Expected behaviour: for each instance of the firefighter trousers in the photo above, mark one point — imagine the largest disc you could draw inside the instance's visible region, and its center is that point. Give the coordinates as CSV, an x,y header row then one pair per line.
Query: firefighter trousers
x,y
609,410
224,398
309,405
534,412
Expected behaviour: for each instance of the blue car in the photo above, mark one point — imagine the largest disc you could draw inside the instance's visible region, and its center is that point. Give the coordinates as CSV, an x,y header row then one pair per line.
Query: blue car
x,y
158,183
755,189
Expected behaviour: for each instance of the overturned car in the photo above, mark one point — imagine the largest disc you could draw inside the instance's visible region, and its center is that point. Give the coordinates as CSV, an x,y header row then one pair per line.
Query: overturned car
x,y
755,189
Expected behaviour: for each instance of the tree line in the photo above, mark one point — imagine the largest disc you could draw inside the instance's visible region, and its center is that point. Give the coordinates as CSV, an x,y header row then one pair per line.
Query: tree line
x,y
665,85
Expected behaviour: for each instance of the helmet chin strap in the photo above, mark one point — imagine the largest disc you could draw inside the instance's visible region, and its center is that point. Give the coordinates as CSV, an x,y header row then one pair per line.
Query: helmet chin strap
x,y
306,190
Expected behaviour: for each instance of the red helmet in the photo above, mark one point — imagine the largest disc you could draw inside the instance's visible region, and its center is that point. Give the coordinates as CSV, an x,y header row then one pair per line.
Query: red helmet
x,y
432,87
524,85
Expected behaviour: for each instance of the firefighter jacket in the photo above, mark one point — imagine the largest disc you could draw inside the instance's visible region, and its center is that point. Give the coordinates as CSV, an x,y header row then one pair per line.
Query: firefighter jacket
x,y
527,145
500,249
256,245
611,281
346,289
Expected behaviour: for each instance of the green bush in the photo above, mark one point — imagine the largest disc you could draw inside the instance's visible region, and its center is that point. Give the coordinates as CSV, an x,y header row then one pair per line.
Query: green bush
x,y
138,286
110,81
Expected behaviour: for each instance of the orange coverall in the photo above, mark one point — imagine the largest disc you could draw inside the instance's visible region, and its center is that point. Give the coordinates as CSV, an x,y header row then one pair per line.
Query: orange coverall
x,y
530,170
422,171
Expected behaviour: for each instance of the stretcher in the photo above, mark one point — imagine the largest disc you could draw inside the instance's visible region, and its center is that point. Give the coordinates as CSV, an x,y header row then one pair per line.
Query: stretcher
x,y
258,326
· · · ·
**Written request**
Rewrite the listing above with every occurrence of "disc" changed to "circle", leaving all other text intact.

**Solution below**
Expected behaviour: for each instance of the firefighter trousers in the photo above, mark one point — imagine the largest circle you could draw inside the instance's visible region, and its center is that point. Give the coordinates as CSV, an x,y header row then one pair per line.
Query: firefighter trousers
x,y
609,410
224,398
309,405
534,412
Expected behaviour: for each instance of the blue car in the photo above, mark one point — imagine the largest circle you could draw inside the instance's visible region, and its center is that point. Give the coordinates as CSV, an x,y header row then one pair per line.
Query: blue car
x,y
158,183
755,189
Expected behaviour: for each instance of the overturned car in the photo above, mark one point — imagine the largest circle you could draw inside the instance's visible region, and its center is that point. Give the coordinates as CSV, an x,y header row then one pair per line.
Query: overturned car
x,y
755,189
Expected behaviour: for each instance of the tree line in the photo above, mark one point — imagine the largest circle you could draw inside the instance's visible region, and its center is that point. Give the coordinates as CSV, an x,y header row then one pair per line.
Query: tree line
x,y
665,85
Expected behaviour: for each instance of the helmet chin strap in the photo above, mark one point — imagine the largest circle you could draw inside the instance's visible region, and its center is that point. Give the coordinates as CSV, an x,y header row then one pair per line.
Query: helmet chin strap
x,y
306,190
Expected behaviour: for each instance of the red helmet in the photo above, mark one point — imagine the largest circle you could draw inside the instance's visible region, and its center is that point. Give the coordinates as CSV, an x,y header row then one pair per line.
Query: red helmet
x,y
432,87
524,85
Expected behaviour: for each instance of the firefighter jacket in the photo above, mark one point — imagine the largest circle you could draw inside the instance's visible region, and its center is that point. Give the coordinates as CSV, an x,y header row then one pair per line.
Query: firefighter jacket
x,y
527,145
500,249
256,245
611,281
346,289
Expected behaviour: for each instance of the green bush in the photo above, mark one point — imagine the largest circle you could draw inside the instance's visible region, and its center is that point. Give the coordinates as CSV, an x,y header row then one pair per line.
Query: green bush
x,y
138,286
110,81
Expected behaviour: for each instance of the orange coverall in the photo above, mark one point — imagine the largest circle you could draw inside the instance's visible region, and its center is that point. Give the coordinates as CSV, an x,y header row then one pair per line.
Query: orange coverall
x,y
530,170
422,171
Expected behaviour: for each instance of the stretcher in the photo above, mark one point — imagine the largest circle you could draw inside the instance's visible region, and its center is that point. Give the coordinates as CSV, an x,y header row then one pair per line.
Query: stretcher
x,y
258,326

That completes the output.